Reading text:
━━━━━━━━━━━━━━━━━━━━━━━━━━━━━━

Furrywisepuppy says:

 

There’s training for outright strength, like a strength athlete; and then there’s training for outright aesthetic physique, like a bodybuilder.

 

Bodybuilders go through various phases in the run up to a competition. But on competition day, when they’re at their leanest in order to highlight their muscle definition and vascularity (veininess) – they’re actually at their weakest due to factors like dehydration and sub-optimal fat reserves. (The shiny bronze fake tan helps to highlight each muscle striation too.) But they’re not being asked to perform in any strength sense – just pose for their visual proportions, symmetry and definition.

 

Although looks are irrelevant for the latter, you can in many cases visually tell the difference between a bodybuilder and a strength athlete. So there’s a difference between what many people assume is how the ultimate strongperson would look like – as depicted by our cultural superheroes and idealised figures – and how the actual ultimate (natural) strongperson would look like. They’re both strong but, relatively speaking, one trains for show (the pump) and the other for go (the power)!

 

Most people will also assume that the person with the largest muscles must necessarily be the one with muscles that are most easily distinguishable via the surface rather than has more subcutaneous fat that obscures the definition of their muscles. It’s unhealthy to have too much fat, but it’s also unhealthy to have too little fat; although we can’t simply tell what a person’s body fat ratio is just by looking at them (and the visceral fat is more telling when it comes to one’s health risks too). There isn’t a perfect correlation between the size of a muscle and the strength of it anyway. Basically, the superficial judgements that we intuitively rely on aren’t completely reliable.

 

Strength isn’t determined just by hypertrophy (increases in muscle cell size) but by neurological adaptations and intrinsic muscle structure adaptations, which depend on how we train them. Thus size isn’t everything – and that’s why in strength competitions we can’t just save time by measuring people’s muscles with a tape measure and handing the title of world’s strongest man/woman to the largest man/woman in the world(!) In any other sporting event, or intellectual contest – we don’t go ‘yup, they’ve got the biggest legs, or biggest craniums, so they win’. Abilities are judged by performances.

 

Yet in everyday contexts, we believe we can save time and effort by judging others and ourselves according to the way everyone looks (e.g. in situations of sexual selection or when voting for politicians – frequently to our later disappointments!)

━━━━━━━━━━━━━━━━━━━━━━━━━━━━━━

[Records from a collection]
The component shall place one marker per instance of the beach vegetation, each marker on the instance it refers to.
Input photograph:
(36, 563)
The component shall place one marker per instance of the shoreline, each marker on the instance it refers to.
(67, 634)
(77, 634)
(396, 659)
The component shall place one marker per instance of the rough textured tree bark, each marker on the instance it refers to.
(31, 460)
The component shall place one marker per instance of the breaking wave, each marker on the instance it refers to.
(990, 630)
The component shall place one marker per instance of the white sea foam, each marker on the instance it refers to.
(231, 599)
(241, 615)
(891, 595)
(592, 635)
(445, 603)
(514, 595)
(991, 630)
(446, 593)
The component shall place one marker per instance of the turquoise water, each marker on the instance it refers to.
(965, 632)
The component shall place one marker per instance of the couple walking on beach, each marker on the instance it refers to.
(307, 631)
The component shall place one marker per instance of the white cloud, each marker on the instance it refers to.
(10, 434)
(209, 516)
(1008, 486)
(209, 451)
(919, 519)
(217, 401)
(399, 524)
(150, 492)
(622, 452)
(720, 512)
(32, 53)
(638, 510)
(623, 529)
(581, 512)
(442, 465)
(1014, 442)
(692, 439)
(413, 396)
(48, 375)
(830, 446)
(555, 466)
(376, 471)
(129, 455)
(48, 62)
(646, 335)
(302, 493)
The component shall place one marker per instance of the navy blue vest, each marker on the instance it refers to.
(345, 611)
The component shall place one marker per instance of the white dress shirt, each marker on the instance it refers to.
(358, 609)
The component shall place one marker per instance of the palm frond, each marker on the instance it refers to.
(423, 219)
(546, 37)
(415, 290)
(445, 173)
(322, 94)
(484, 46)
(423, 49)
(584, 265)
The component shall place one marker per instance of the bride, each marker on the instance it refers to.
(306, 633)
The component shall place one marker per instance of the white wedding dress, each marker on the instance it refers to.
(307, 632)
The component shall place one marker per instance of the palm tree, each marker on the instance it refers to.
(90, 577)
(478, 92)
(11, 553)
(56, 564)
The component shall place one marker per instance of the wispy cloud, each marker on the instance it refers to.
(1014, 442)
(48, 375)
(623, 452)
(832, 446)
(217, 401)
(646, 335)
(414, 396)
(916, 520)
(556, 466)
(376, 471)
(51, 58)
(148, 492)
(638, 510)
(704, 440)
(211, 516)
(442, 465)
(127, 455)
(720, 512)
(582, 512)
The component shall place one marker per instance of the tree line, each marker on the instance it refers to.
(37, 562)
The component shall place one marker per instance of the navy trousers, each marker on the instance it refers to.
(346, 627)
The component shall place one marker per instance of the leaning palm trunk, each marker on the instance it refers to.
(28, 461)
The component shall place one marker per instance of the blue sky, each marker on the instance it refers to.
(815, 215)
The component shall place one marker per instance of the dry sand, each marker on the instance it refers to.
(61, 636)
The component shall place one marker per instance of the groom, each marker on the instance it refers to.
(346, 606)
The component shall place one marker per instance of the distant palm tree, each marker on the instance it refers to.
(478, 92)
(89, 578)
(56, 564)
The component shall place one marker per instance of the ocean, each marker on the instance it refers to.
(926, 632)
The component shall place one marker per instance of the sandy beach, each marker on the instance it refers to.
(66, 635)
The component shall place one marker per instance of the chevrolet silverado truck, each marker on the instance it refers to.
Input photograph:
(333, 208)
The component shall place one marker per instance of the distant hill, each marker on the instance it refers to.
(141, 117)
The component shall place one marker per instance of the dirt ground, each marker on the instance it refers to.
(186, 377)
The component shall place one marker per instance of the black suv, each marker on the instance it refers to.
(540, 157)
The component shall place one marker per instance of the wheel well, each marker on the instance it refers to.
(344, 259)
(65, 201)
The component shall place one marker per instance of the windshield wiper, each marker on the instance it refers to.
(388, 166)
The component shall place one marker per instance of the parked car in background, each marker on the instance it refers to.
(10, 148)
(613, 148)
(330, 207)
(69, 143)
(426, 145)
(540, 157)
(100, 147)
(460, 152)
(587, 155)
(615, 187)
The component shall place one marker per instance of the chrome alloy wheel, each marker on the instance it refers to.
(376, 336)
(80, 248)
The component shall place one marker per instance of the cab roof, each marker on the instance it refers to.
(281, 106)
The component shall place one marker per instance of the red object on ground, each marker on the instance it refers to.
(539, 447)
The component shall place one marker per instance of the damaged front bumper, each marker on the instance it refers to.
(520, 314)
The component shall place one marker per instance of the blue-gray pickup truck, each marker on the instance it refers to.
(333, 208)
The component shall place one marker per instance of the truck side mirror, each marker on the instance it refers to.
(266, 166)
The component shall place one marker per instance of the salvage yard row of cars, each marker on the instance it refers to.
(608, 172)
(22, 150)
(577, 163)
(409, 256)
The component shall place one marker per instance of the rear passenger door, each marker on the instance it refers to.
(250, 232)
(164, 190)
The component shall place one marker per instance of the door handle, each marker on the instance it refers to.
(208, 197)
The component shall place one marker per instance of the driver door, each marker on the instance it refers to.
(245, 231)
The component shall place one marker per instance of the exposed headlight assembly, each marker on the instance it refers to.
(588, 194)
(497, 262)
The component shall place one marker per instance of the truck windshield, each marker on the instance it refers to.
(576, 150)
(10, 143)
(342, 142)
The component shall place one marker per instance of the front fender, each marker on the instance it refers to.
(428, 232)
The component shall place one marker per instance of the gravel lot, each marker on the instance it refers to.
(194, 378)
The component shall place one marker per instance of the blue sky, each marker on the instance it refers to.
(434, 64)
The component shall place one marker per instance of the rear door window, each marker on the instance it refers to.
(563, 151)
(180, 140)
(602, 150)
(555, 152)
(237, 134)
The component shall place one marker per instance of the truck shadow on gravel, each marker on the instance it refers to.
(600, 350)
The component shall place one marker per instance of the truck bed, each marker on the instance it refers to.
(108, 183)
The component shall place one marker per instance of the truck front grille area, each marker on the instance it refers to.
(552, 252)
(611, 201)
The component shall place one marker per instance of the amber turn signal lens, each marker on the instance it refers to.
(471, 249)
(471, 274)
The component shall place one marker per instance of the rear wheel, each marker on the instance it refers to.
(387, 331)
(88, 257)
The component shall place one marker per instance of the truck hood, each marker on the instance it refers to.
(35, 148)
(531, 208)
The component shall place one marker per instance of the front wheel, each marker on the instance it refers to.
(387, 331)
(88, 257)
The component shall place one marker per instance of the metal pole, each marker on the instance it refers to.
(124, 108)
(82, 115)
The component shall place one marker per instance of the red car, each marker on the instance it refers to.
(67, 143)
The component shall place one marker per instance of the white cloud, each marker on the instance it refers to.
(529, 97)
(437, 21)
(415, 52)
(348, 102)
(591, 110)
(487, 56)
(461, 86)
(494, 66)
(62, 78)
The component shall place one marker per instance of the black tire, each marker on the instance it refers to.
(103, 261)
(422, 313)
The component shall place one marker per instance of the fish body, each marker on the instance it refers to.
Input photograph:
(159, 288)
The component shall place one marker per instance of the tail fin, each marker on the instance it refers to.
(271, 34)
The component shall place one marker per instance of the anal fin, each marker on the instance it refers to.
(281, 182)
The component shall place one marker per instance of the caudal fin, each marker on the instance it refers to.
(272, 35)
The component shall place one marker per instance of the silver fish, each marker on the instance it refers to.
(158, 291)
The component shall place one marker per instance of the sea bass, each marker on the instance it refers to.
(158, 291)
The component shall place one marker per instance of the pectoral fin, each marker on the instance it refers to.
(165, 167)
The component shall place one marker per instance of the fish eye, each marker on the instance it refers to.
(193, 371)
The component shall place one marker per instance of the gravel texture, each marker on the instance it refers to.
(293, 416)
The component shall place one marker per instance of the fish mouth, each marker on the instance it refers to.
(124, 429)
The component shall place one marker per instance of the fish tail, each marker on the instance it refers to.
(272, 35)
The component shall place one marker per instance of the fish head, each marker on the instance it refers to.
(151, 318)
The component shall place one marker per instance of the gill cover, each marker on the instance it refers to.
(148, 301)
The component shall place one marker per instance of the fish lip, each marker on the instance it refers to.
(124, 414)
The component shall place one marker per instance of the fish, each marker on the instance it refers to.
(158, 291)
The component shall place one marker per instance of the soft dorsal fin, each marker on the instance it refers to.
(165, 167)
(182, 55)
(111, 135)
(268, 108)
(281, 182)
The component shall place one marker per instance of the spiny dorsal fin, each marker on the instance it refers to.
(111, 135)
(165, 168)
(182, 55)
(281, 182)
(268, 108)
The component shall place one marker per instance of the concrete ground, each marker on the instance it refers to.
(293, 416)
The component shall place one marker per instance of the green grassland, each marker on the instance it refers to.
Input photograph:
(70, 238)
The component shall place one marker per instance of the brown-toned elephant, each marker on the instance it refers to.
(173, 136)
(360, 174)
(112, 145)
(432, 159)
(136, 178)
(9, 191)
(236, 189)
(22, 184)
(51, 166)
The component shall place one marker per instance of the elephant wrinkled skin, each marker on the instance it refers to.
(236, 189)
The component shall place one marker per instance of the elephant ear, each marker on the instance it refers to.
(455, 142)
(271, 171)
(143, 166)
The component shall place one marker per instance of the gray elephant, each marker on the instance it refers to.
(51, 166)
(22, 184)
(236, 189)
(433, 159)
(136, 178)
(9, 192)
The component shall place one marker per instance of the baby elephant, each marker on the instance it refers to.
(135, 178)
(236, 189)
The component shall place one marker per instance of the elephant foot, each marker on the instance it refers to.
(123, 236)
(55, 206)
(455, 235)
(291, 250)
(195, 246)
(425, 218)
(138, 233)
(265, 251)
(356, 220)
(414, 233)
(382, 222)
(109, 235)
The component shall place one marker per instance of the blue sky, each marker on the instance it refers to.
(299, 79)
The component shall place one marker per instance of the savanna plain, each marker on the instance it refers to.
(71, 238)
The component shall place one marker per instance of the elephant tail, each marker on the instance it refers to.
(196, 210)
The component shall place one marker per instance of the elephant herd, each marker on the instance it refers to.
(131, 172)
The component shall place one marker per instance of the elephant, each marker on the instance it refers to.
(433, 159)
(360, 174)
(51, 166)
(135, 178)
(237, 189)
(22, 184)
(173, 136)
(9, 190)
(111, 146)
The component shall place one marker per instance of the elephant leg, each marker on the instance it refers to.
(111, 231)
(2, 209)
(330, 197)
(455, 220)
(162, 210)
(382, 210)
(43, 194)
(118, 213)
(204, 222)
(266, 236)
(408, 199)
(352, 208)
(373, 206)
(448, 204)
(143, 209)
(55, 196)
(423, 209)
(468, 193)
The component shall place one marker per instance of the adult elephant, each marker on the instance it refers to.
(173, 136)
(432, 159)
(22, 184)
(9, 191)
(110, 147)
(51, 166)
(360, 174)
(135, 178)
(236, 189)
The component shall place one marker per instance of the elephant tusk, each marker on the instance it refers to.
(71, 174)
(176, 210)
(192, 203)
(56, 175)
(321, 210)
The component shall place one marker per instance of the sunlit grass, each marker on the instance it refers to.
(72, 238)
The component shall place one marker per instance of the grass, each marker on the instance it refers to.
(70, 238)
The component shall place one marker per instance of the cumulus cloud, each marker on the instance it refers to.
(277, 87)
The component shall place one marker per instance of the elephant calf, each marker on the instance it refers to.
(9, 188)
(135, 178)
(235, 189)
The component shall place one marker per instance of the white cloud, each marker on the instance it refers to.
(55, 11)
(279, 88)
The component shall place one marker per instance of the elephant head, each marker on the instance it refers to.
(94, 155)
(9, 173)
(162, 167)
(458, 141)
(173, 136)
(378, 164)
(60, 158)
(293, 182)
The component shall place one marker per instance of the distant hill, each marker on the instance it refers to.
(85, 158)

━━━━━━━━━━━━━━━━━━━━━━━━━━━━━━

Aim 1: According to the comment on strength and bodybuilding, which visual qualities are bodybuilders judged on when they pose? List each one.
Aim 2: Put the entries into a numbered list, covering the stretch from the line containing "elephant calf, each" through the last line of the entries, and omit blank lines.

Worked answer 1:
- Visual proportions
- Symmetry
- Definition

Worked answer 2:
1. The component shall place one marker per instance of the elephant calf, each marker on the instance it refers to.
2. (9, 188)
3. (135, 178)
4. (235, 189)
5. The component shall place one marker per instance of the white cloud, each marker on the instance it refers to.
6. (55, 11)
7. (279, 88)
8. The component shall place one marker per instance of the elephant head, each marker on the instance it refers to.
9. (94, 155)
10. (9, 173)
11. (162, 167)
12. (458, 141)
13. (173, 136)
14. (378, 164)
15. (60, 158)
16. (293, 182)
17. The component shall place one marker per instance of the distant hill, each marker on the instance it refers to.
18. (85, 158)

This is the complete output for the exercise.